▶ [What you need to do]:
Reproduce the full passage about Detlev Wulf Bronk word for word.

Detlev Wulf Bronk (August 13, 1897 – November 17, 1975) was a prominent American scientist, educator, and administrator. He is credited with establishing biophysics as a recognized discipline. Bronk served as president of Johns Hopkins University from 1949 to 1953 and as president of The Rockefeller University from 1953 to 1968. Bronk also held the presidency of the National Academy of Sciences between 1950 and 1962.

Biography
Bronk was a descendant of Pieter Bronck, an early settler to New Netherland for whose relative Jonas Bronck the New York City borough The Bronx is named. Bronk graduated from Swarthmore College with a B.S. in electrical engineering, where he was a member of Phi Kappa Psi Fraternity. In September 1921 Bronk married Helen Alexander Ramsey, who had been a fellow student at Swarthmore. Turning to physics, he received an M.S. in 1922 from the University of Michigan. By 1924 he was intent on applying physics and mathematics to physiology, receiving a Ph.D. in 1926 from the University of Michigan.

Career
When Bronk was offered the presidency of Johns Hopkins University in 1948, he accepted the position on the condition that Hopkins strengthen its program in biophysics.  Hopkins did just that, building Jenkins Hall in 1950 specifically to house Biophysics and adding faculty and research facilities.  Bronk believed the nation's universities had a responsibility to prepare students to improve the world, regardless of their academic curriculum.  He also recognized that, during World War II, the Hopkins faculty had spent most of their time performing defense-related research, and now it was time to rejuvenate the idea of research for the sake of learning and discovery.  He frequently spoke on "breadth in education," "fostering curiosity," and "a university is a community of scholars."

In addition to guiding Hopkins through its post-war "demobilization," Bronk believed strongly in maintaining his own presence in the scientific community.  He presided over the National Academy of Sciences and served on boards for the American Association for the Advancement of Science, the Science Advisory Committee of the Office of Defense Mobilization, and the National Advisory Committee for Aeronautics (predecessor to NASA).

▶ [Recorded data]:
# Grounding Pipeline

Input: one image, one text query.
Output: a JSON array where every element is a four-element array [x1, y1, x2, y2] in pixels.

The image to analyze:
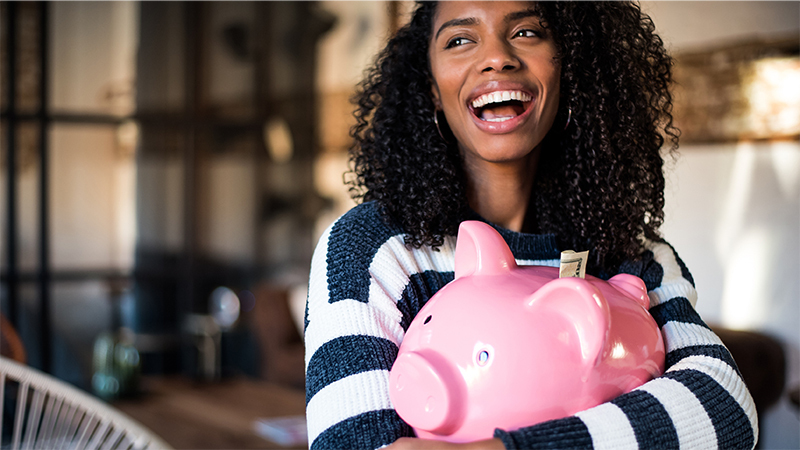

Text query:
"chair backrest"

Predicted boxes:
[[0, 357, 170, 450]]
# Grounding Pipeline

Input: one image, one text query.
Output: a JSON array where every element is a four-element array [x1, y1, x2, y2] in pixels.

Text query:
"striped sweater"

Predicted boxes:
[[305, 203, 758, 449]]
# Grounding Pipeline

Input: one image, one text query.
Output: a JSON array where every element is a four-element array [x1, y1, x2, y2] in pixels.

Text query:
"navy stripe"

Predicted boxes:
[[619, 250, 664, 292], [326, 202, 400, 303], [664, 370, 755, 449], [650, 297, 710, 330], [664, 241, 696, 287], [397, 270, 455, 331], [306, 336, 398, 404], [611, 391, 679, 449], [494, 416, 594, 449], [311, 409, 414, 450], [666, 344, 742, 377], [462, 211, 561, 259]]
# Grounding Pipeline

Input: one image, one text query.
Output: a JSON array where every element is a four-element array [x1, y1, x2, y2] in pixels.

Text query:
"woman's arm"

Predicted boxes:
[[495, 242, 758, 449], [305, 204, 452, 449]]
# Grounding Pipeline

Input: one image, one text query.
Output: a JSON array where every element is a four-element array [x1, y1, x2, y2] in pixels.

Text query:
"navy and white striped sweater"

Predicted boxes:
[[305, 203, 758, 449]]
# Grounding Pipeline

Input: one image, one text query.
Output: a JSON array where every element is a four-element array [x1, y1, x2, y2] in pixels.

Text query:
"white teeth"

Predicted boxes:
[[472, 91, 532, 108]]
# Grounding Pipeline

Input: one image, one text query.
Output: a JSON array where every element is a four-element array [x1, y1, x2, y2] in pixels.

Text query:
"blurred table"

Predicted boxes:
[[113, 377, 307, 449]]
--
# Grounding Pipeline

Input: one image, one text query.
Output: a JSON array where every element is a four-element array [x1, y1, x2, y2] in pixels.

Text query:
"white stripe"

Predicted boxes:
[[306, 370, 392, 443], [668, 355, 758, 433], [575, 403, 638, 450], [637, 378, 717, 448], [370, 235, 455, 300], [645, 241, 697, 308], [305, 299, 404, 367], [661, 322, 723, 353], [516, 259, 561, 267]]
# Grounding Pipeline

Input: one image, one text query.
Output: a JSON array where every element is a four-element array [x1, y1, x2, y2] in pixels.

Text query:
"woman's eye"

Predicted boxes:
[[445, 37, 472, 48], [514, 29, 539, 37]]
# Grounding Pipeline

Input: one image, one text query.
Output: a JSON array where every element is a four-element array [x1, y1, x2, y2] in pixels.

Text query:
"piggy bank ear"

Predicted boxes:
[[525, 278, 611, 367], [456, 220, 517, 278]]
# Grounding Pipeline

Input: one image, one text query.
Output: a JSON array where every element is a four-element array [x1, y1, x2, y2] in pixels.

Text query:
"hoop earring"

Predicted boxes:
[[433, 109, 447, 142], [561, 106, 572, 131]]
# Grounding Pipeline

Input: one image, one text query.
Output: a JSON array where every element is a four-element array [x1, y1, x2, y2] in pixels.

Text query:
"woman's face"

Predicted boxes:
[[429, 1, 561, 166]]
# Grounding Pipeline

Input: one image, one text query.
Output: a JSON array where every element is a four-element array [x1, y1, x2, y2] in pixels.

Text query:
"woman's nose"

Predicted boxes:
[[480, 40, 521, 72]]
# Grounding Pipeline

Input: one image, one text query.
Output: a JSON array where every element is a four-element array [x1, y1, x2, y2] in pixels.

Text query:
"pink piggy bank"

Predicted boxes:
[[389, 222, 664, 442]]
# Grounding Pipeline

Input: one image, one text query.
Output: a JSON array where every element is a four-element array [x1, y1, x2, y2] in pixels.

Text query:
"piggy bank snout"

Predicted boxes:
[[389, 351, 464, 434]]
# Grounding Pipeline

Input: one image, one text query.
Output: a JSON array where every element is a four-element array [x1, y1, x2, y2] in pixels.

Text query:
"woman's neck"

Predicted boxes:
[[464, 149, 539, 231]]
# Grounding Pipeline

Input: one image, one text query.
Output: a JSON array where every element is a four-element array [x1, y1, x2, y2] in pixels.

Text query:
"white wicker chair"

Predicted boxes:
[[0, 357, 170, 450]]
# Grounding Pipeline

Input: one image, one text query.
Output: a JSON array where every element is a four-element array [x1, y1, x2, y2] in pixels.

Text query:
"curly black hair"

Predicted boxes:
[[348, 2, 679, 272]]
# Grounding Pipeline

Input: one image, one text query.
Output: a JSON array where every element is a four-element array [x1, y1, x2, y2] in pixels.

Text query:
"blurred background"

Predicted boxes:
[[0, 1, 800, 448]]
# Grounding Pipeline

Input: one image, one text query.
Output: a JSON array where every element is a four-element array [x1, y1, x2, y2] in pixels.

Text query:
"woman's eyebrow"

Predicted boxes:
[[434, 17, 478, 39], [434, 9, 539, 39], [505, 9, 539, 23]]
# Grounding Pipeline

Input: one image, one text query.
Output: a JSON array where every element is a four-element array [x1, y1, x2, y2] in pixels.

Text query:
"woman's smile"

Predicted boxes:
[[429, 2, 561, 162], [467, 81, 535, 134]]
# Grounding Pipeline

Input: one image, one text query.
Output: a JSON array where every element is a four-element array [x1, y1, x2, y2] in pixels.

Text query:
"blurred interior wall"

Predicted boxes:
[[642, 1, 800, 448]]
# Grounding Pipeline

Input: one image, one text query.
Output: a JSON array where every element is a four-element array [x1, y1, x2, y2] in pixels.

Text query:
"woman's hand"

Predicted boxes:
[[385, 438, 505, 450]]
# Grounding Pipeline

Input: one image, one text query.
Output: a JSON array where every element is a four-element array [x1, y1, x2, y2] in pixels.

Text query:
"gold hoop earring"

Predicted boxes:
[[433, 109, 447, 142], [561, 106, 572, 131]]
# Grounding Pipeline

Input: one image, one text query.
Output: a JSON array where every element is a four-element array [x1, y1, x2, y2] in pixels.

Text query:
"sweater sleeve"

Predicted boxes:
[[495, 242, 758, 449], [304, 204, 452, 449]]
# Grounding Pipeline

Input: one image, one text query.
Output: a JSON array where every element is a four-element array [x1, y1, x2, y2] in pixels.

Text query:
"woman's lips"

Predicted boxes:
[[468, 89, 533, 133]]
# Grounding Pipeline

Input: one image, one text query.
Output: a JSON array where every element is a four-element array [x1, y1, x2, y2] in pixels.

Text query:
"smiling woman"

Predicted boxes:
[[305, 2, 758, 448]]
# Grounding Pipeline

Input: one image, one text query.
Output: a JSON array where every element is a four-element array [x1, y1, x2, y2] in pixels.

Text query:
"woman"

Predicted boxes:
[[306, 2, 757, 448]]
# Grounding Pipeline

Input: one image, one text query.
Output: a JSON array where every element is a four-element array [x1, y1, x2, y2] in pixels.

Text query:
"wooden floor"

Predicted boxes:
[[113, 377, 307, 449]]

▶ [Result for this exercise]:
Detlev Wulf Bronk (August 13, 1897 – November 17, 1975) was a prominent American scientist, educator, and administrator. He is credited with establishing biophysics as a recognized discipline. Bronk served as president of Johns Hopkins University from 1949 to 1953 and as president of The Rockefeller University from 1953 to 1968. Bronk also held the presidency of the National Academy of Sciences between 1950 and 1962.

Biography
Bronk was a descendant of Pieter Bronck, an early settler to New Netherland for whose relative Jonas Bronck the New York City borough The Bronx is named. Bronk graduated from Swarthmore College with a B.S. in electrical engineering, where he was a member of Phi Kappa Psi Fraternity. In September 1921 Bronk married Helen Alexander Ramsey, who had been a fellow student at Swarthmore. Turning to physics, he received an M.S. in 1922 from the University of Michigan. By 1924 he was intent on applying physics and mathematics to physiology, receiving a Ph.D. in 1926 from the University of Michigan.

Career
When Bronk was offered the presidency of Johns Hopkins University in 1948, he accepted the position on the condition that Hopkins strengthen its program in biophysics.  Hopkins did just that, building Jenkins Hall in 1950 specifically to house Biophysics and adding faculty and research facilities.  Bronk believed the nation's universities had a responsibility to prepare students to improve the world, regardless of their academic curriculum.  He also recognized that, during World War II, the Hopkins faculty had spent most of their time performing defense-related research, and now it was time to rejuvenate the idea of research for the sake of learning and discovery.  He frequently spoke on "breadth in education," "fostering curiosity," and "a university is a community of scholars."

In addition to guiding Hopkins through its post-war "demobilization," Bronk believed strongly in maintaining his own presence in the scientific community.  He presided over the National Academy of Sciences and served on boards for the American Association for the Advancement of Science, the Science Advisory Committee of the Office of Defense Mobilization, and the National Advisory Committee for Aeronautics (predecessor to NASA).